EXERCISE OBJECTIVE:
According to the statement below about the union's mass e-mail, why did MOSERS not contact law enforcement?
=== SELECTED EXCERPT ===
No, we did not contact law enforcement because our security was not breached.  We do not know the source of the e-mail addresses used for the mass mailing by the union other than to know it was not acquired through the MOSERS system.  Our confidence regarding that is the result of the following:

  • Two years ago we had a comprehensive information technology (IT) intrusion audit conducted and, through that initiative, established a comprehensive monitoring process for identifying attempts to breach our security.  There have been no successful attempts to circumvent the IT security we have in place.
  • The addresses used by the union appear to have all been work e-mail addresses.  In many cases we do not have work addresses but rather only have personal addresses on file.  If our system had been breached as the source, they would have been using the addresses of record with us.  We know that there were many cases where the address they used was not what we have on file.
  • We know that there were MoDOT employees who received the message from the union.  Those employees are not covered by MOSERS and thus are not included in our database.  Thus, we could not possibly have been the source of those addresses.
  • Our email servers do not use the statewide address book.  You could not “hack” into our email system to obtain the addresses that were exploited in this campaign.
The Office of Administration (OA) is aware of this situation.  OA also monitors attempts to breach their system and did not find any successful attempts to circumvent their IT security. Therefore, what we do know is that neither MOSERS nor OA gave this organization the email addresses of state employees, and neither of our systems was “hacked” by this group.
It’s difficult to identify exactly where the addresses might have been obtained and in fact it could be from a consolidated list of multiple sources.  While the State no longer publishes email address, almost every state employee has access to them.
In addition, it’s not that hard to guess them.  Each agency uses email addresses based on a standard naming structure--for example, “”  Given that the names of state employees are public information, once you figure out the template it’s not difficult to extrapolate the actual addresses.
Your concerns at this point are best addressed to the individual and/or the organization that sent you the email.  It may be effective for them to hear directly from state employees who received the email that this tactic created concerns and may not reflect positively on their organization.
=== EXTRACTED MATERIAL ===
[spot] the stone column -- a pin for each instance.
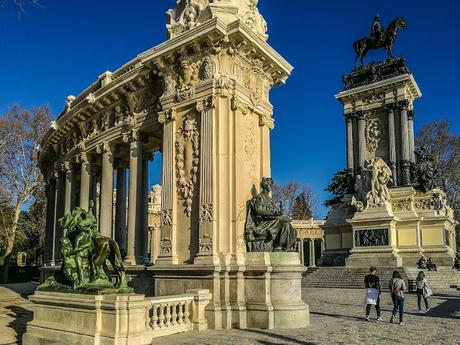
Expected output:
(59, 211)
(410, 119)
(405, 162)
(49, 229)
(168, 195)
(392, 142)
(362, 138)
(312, 253)
(134, 200)
(120, 208)
(106, 206)
(206, 216)
(349, 124)
(68, 169)
(301, 252)
(85, 181)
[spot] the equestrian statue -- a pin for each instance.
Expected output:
(378, 38)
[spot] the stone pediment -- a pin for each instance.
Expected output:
(189, 14)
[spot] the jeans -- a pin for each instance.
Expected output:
(398, 303)
(419, 299)
(377, 308)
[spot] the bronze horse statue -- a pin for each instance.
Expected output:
(388, 38)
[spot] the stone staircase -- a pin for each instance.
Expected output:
(353, 277)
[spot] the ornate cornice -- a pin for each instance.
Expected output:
(206, 103)
(167, 116)
(267, 121)
(238, 104)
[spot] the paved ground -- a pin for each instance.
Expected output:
(336, 319)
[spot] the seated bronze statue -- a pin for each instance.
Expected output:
(84, 258)
(267, 229)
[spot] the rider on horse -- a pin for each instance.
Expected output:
(376, 29)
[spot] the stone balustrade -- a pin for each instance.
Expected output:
(177, 314)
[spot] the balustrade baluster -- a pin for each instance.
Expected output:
(162, 316)
(187, 312)
(174, 313)
(180, 319)
(168, 315)
(154, 324)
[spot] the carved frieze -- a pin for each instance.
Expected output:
(187, 160)
(205, 243)
(401, 205)
(372, 238)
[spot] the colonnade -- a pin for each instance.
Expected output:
(356, 122)
(87, 181)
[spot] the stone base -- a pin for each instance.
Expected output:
(273, 291)
(262, 291)
(61, 318)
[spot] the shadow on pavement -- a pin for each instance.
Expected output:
(278, 338)
(21, 318)
(338, 316)
(448, 309)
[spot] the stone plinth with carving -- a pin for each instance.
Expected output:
(393, 216)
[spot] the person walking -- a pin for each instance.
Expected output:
(422, 291)
(372, 285)
(397, 288)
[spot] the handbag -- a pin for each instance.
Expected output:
(427, 291)
(372, 296)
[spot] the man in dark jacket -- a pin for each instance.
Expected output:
(371, 281)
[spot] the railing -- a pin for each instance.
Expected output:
(177, 314)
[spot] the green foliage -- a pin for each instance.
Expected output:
(342, 183)
(301, 210)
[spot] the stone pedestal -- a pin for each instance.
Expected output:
(273, 291)
(61, 318)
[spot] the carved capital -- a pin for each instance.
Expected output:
(206, 213)
(167, 116)
(237, 104)
(267, 121)
(103, 148)
(360, 115)
(402, 105)
(390, 107)
(349, 117)
(206, 103)
(66, 167)
(411, 114)
(82, 158)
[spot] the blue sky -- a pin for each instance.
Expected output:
(59, 49)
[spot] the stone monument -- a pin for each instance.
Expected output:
(388, 210)
(201, 99)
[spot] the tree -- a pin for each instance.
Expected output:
(20, 175)
(298, 202)
(444, 147)
(301, 209)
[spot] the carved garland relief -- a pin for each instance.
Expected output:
(187, 160)
(374, 132)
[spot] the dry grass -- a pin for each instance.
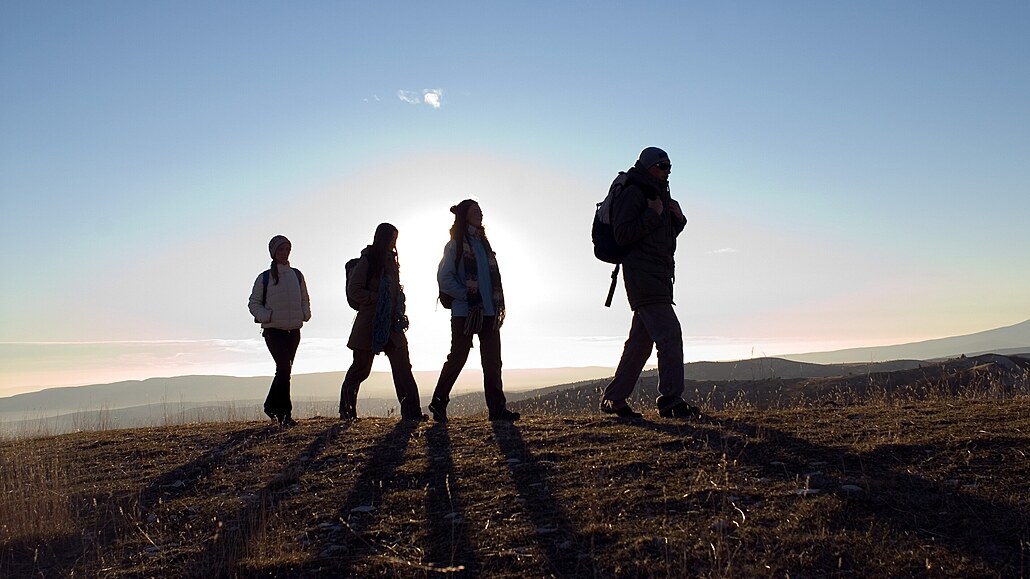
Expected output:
(891, 488)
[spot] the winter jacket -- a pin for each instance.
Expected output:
(451, 278)
(367, 296)
(286, 304)
(649, 268)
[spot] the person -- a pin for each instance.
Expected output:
(279, 302)
(470, 281)
(647, 219)
(375, 285)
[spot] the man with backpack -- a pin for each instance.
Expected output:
(646, 222)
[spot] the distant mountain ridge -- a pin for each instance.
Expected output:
(1008, 340)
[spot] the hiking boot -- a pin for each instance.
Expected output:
(681, 410)
(505, 414)
(621, 411)
(439, 412)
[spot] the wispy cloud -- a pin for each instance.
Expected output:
(432, 97)
(409, 97)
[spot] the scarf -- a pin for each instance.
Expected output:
(474, 322)
(389, 315)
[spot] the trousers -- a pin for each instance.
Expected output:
(489, 354)
(652, 325)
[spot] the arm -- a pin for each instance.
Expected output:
(305, 300)
(447, 274)
(258, 309)
(357, 288)
(679, 219)
(633, 219)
===
COMPLETED TASK:
Its security was not breached.